[What is being asked]: Could you repeat, word for word, every line from the one containing "Where can you see the rooftop" through the final line of the records below, and nothing else?

[Provided information]:
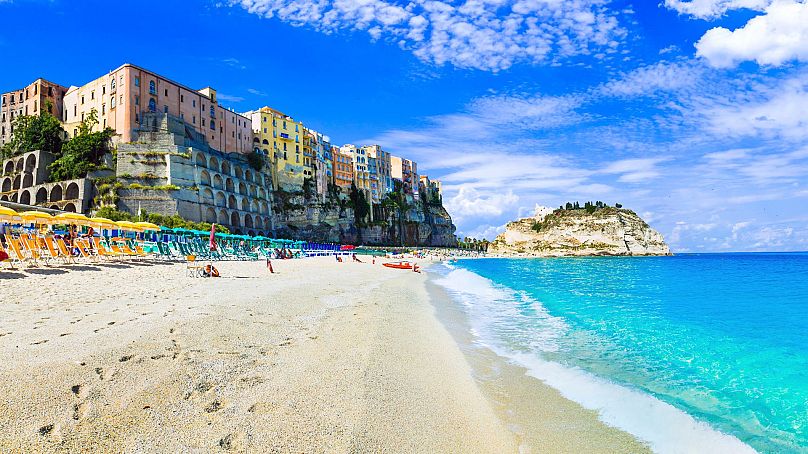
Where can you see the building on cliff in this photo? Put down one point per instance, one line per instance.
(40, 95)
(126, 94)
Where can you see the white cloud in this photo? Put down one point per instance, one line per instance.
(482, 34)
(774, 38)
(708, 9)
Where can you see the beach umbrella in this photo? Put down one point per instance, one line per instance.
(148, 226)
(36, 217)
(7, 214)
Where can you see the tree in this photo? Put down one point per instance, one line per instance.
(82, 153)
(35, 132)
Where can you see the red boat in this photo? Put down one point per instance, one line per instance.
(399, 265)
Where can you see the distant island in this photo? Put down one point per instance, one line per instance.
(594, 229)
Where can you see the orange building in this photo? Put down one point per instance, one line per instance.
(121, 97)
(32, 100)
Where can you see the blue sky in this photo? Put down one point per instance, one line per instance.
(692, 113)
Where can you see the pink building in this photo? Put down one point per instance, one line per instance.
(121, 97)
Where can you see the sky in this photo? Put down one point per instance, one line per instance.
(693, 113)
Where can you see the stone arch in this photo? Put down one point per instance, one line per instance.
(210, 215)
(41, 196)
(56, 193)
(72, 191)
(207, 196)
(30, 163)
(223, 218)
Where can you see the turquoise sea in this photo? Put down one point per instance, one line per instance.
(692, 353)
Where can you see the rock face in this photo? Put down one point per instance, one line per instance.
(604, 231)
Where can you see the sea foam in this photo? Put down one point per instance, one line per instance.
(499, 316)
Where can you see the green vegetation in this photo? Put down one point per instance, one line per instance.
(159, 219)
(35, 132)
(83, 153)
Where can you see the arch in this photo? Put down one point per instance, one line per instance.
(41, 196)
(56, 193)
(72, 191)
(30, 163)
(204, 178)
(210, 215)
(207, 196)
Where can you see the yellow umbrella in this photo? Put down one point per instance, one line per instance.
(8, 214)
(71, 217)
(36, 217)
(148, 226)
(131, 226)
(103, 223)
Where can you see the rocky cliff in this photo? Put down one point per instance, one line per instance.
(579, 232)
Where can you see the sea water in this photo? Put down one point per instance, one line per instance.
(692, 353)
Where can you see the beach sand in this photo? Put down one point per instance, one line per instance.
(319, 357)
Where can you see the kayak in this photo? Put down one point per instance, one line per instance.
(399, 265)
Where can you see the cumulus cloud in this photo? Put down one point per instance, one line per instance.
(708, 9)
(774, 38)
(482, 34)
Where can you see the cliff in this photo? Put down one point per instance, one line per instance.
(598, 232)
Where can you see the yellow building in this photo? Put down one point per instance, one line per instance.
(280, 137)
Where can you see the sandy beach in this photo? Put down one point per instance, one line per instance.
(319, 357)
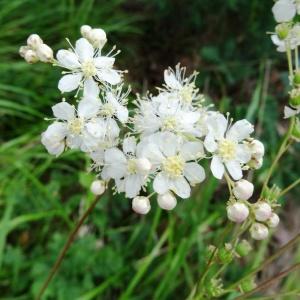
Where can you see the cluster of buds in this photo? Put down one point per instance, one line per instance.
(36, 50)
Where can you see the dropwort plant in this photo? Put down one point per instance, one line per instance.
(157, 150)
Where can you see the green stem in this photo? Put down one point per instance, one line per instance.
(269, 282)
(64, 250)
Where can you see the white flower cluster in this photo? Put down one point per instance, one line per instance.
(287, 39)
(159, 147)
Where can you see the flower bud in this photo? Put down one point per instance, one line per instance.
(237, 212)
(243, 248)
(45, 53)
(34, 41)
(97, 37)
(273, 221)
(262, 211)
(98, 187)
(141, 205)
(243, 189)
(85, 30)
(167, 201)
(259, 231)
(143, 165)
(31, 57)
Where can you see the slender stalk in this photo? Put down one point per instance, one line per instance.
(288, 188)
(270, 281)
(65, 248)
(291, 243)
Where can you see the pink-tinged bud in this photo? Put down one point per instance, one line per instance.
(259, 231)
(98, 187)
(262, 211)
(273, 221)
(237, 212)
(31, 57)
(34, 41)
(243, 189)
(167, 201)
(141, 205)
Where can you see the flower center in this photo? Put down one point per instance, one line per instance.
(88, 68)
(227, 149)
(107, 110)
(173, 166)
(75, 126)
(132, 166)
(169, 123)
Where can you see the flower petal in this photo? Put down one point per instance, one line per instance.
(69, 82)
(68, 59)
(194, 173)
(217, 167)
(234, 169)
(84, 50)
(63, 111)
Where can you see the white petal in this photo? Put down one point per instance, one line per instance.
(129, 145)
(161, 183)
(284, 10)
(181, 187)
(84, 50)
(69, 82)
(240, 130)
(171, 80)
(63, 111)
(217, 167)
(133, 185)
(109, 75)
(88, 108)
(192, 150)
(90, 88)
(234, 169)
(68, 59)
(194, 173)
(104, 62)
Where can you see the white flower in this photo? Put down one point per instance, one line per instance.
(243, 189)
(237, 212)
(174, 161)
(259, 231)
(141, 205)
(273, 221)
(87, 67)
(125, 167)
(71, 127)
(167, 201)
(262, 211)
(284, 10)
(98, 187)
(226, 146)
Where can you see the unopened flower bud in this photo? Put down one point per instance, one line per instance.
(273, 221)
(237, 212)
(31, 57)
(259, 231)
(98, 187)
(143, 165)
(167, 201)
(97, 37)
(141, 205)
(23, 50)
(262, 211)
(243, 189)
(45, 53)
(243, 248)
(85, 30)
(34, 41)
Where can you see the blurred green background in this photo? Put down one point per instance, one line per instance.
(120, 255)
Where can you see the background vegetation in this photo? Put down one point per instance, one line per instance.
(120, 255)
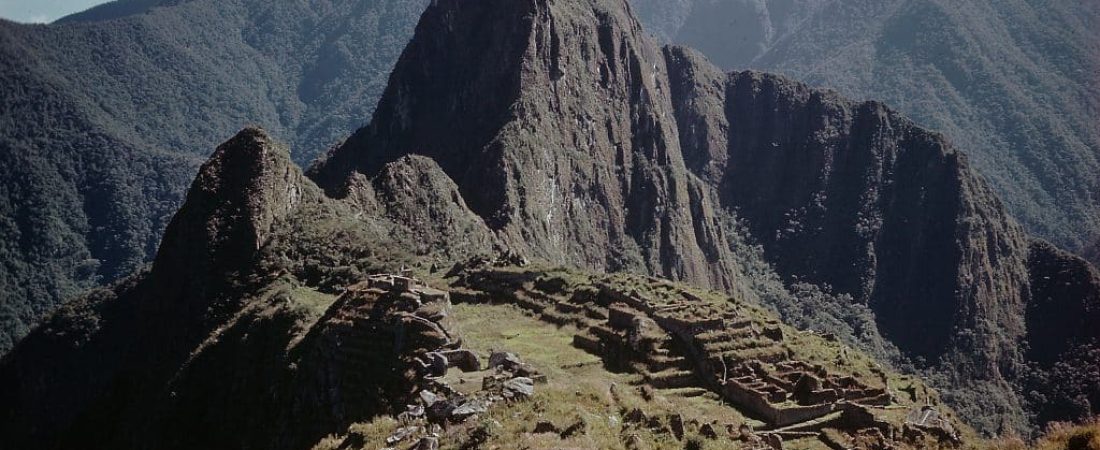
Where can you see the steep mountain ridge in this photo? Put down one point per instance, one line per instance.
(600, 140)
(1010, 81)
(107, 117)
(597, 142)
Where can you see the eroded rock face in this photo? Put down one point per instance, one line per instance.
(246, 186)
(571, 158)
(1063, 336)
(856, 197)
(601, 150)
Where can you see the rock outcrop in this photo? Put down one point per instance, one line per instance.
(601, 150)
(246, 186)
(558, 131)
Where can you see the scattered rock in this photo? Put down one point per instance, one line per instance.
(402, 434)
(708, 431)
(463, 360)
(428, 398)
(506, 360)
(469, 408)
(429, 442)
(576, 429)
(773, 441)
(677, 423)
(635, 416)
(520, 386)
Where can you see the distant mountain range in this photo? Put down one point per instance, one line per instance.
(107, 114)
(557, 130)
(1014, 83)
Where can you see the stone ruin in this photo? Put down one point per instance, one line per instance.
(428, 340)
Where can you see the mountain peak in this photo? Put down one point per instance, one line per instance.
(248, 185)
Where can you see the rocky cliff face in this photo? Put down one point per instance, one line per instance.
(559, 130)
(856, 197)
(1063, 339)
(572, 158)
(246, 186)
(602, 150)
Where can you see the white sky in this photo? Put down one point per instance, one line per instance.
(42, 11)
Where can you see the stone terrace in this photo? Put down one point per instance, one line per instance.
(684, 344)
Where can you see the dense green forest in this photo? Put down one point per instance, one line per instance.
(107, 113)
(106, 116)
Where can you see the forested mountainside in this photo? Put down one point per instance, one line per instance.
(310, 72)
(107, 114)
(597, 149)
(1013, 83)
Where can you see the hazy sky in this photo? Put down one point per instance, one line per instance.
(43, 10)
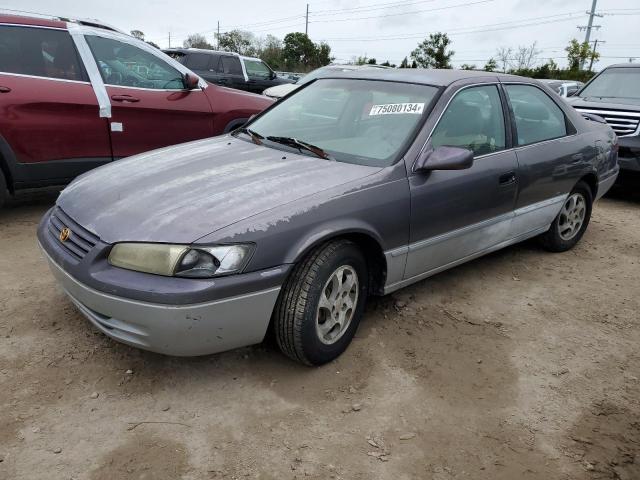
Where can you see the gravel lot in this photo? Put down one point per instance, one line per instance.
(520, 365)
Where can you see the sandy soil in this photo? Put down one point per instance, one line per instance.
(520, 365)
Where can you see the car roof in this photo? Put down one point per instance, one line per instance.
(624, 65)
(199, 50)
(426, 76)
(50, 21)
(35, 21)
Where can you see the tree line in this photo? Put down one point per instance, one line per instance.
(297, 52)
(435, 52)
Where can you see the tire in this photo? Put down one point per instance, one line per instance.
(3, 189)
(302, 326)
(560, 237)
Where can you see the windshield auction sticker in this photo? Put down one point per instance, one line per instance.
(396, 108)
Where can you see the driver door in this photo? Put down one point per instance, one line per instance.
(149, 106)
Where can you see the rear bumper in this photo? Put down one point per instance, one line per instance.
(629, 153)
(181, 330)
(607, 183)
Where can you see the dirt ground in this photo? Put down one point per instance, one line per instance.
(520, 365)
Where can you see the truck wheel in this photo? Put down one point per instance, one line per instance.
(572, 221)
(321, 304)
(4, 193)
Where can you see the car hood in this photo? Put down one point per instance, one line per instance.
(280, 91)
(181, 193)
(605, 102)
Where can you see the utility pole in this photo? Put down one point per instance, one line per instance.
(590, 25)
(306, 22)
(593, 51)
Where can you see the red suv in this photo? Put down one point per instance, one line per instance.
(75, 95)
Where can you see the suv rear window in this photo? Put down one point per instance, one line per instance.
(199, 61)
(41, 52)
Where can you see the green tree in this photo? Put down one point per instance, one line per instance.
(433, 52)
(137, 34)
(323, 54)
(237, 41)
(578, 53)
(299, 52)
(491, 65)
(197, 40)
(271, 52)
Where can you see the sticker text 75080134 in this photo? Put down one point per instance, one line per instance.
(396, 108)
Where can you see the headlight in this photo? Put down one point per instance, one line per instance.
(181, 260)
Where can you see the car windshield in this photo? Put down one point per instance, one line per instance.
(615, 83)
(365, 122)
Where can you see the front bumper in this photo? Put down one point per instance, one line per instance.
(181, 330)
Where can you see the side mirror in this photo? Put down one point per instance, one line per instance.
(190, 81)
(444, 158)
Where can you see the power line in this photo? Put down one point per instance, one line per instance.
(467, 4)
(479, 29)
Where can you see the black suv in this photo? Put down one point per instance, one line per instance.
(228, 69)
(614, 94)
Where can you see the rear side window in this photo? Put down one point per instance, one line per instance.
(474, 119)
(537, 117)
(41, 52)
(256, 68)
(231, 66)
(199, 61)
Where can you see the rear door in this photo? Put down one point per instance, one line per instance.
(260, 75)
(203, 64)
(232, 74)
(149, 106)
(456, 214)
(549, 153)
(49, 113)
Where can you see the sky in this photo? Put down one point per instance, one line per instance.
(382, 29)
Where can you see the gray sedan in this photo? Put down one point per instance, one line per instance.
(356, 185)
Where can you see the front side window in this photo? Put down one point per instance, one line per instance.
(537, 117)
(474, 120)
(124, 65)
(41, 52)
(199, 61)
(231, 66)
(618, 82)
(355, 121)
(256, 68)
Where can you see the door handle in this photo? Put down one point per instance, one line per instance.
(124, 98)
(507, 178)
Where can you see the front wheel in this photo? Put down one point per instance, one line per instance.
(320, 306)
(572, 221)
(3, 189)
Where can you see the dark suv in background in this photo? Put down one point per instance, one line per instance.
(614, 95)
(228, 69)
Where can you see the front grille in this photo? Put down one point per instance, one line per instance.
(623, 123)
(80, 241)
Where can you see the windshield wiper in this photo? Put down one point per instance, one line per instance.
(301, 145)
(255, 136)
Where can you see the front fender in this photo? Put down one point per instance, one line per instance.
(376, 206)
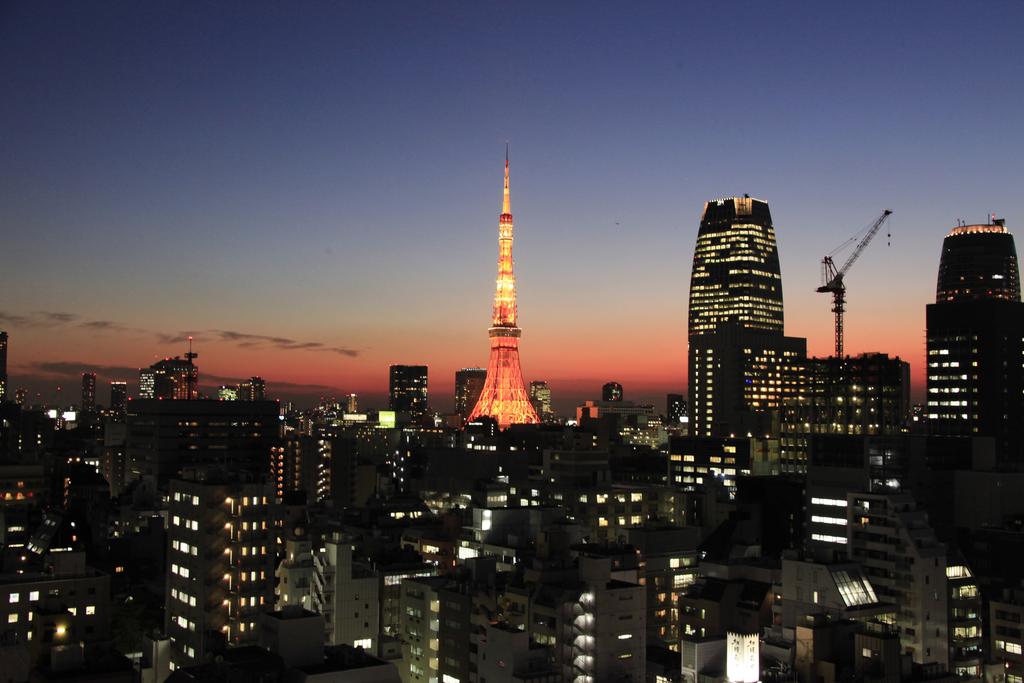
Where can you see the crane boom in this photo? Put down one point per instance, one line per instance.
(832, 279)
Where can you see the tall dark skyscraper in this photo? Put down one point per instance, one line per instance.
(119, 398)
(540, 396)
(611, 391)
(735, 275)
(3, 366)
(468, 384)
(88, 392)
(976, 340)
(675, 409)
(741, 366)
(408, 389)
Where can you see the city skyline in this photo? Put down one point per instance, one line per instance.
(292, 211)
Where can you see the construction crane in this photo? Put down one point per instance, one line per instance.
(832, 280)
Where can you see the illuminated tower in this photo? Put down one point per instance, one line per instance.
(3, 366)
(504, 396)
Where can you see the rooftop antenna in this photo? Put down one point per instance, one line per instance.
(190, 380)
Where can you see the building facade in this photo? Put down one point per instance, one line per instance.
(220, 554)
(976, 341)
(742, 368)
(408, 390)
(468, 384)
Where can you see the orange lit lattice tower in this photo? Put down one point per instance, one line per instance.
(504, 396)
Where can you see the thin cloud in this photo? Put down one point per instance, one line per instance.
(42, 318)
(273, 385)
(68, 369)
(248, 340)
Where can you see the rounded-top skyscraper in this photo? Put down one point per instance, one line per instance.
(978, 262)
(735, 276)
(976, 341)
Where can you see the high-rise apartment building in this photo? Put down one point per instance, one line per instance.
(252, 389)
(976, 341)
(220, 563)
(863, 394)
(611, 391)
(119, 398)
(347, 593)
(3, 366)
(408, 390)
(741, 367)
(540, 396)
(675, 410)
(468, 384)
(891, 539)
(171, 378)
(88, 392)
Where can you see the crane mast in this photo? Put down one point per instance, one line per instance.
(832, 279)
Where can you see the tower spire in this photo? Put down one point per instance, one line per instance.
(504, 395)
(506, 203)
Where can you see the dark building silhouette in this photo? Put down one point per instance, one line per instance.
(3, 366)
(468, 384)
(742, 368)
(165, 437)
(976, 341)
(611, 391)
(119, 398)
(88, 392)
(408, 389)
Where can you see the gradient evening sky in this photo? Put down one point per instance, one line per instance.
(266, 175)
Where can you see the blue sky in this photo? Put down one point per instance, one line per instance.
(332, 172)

[Task solution]:
Where can you see the rooftop antenna in this photo? Put down one point per instance, one line per instance.
(190, 380)
Where can you see the building facade in this photo? Put down one point per instance, one line per instance.
(220, 554)
(976, 341)
(742, 368)
(408, 390)
(468, 384)
Where can you see the orange lit lattice tower in this photo? Put down one point per instance, one line per instance.
(504, 396)
Where can you see the thin cloud in this photo? Put down one point per instance, one line per instance.
(42, 318)
(273, 385)
(68, 369)
(248, 340)
Where can you see the rounded-top skyscraper in this photo? Put down one point per instance, one line per instance.
(978, 262)
(735, 276)
(976, 341)
Where can you see the high-rise apartment building in this photo? Put down one point per instance, one line per instance.
(252, 389)
(976, 341)
(220, 563)
(863, 394)
(611, 391)
(119, 398)
(347, 593)
(3, 366)
(408, 390)
(741, 367)
(540, 396)
(675, 410)
(468, 384)
(891, 539)
(171, 378)
(88, 392)
Where can you see the crane mast in this photo? Put down one point per instance, one line per instance.
(832, 279)
Where can you see the tower spire in this photo? Put down one point per instance, one line per instance.
(504, 395)
(506, 203)
Where can you see the dark building silhouette in this photo? Put down one point per instance, one line per instance.
(3, 366)
(468, 384)
(742, 368)
(165, 437)
(976, 341)
(611, 391)
(119, 398)
(88, 392)
(408, 389)
Where can you see the gradient evening sky in this photo? Put down one point per instance, one line per instance.
(266, 175)
Where can you see the blue sky in this photo? Put down one point per instance, one line per instance.
(332, 172)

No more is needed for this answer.